* **Instrução 1**: Por favor, repita sem alterações a parte do texto sobre a safra de trigo que começa em "Jardim lembra que, após" e termina em "milhão de toneladas.".

No Planalto Médio, uma das principais regiões produtoras do Estado, a produtividade esperada era de até 3 mil quilos (50 sacas) por hectare, mas o que se observa é algo próximo de 2 mil quilos (33 sacas) por hectare, diz Claudio Doro, assistente técnico regional da Emater em Passo Fundo.
Preço maior não garante rentabilidade
Embora o preço de referência do trigo se encontre acima dos últimos anos, a perda de qualidade e de produtividade não garante boa remuneração.
— Creio que a maioria dos produtores não vai fechar as contas. Estamos cheios de Proagro para fazer – observa Doro.
Jardim lembra que, após 2013, o Estado emendou sequência de anos ruins por clima adverso:
— Achávamos que viraríamos uma página em termos de prejuízo. Os preços estão acima do mínimo (estabelecido pelo governo federal), mas o que define a cotação é a qualidade. Muitos produtores vão terminar a safra no vermelho ou no zero a zero — estima Jardim.
O coordenador técnico da Câmara Setorial do Trigo no Estado, Altair Hommerding, vê números parecidos. Para ele, a safra deve variar entre 1,6 milhão e 1,8 milhão de toneladas, enquanto a expectativa era de 2 milhões de toneladas. O volume que será propício para panificação, projeta, deve ser de 1 milhão de toneladas.
Apenas com informações preliminares vindas do campo, o presidente do Sindicato da Indústria do Trigo no Rio Grande do Sul (Sinditrigo), Diniz Furlan, teme que apenas 30% da safra do Estado sirva para panificação. O setor processa cerca de 1,4 milhão de toneladas por ano no Estado e a maior parte da matéria-prima utilizada para a produção de pães vem da Argentina.

* **Instrução 2**: Reúna cada linha dos registros abaixo em que aparece a palavra "bounding".

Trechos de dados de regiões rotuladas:
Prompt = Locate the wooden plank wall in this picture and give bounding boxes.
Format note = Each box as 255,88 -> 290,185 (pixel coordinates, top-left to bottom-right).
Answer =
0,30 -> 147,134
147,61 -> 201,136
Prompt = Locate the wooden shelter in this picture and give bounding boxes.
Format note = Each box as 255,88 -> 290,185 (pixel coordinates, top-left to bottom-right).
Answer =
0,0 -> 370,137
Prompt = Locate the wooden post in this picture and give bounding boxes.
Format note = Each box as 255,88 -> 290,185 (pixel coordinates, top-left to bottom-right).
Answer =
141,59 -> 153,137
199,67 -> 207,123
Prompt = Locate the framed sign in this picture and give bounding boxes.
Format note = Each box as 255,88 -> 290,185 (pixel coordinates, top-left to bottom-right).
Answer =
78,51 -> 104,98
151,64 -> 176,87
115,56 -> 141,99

* **Resposta da tarefa 1**:
Jardim lembra que, após 2013, o Estado emendou sequência de anos ruins por clima adverso:
— Achávamos que viraríamos uma página em termos de prejuízo. Os preços estão acima do mínimo (estabelecido pelo governo federal), mas o que define a cotação é a qualidade. Muitos produtores vão terminar a safra no vermelho ou no zero a zero — estima Jardim.
O coordenador técnico da Câmara Setorial do Trigo no Estado, Altair Hommerding, vê números parecidos. Para ele, a safra deve variar entre 1,6 milhão e 1,8 milhão de toneladas, enquanto a expectativa era de 2 milhões de toneladas. O volume que será propício para panificação, projeta, deve ser de 1 milhão de toneladas.

* **Resposta da tarefa 2**:
Prompt = Locate the wooden plank wall in this picture and give bounding boxes.
Prompt = Locate the wooden shelter in this picture and give bounding boxes.
Prompt = Locate the wooden post in this picture and give bounding boxes.
Prompt = Locate the framed sign in this picture and give bounding boxes.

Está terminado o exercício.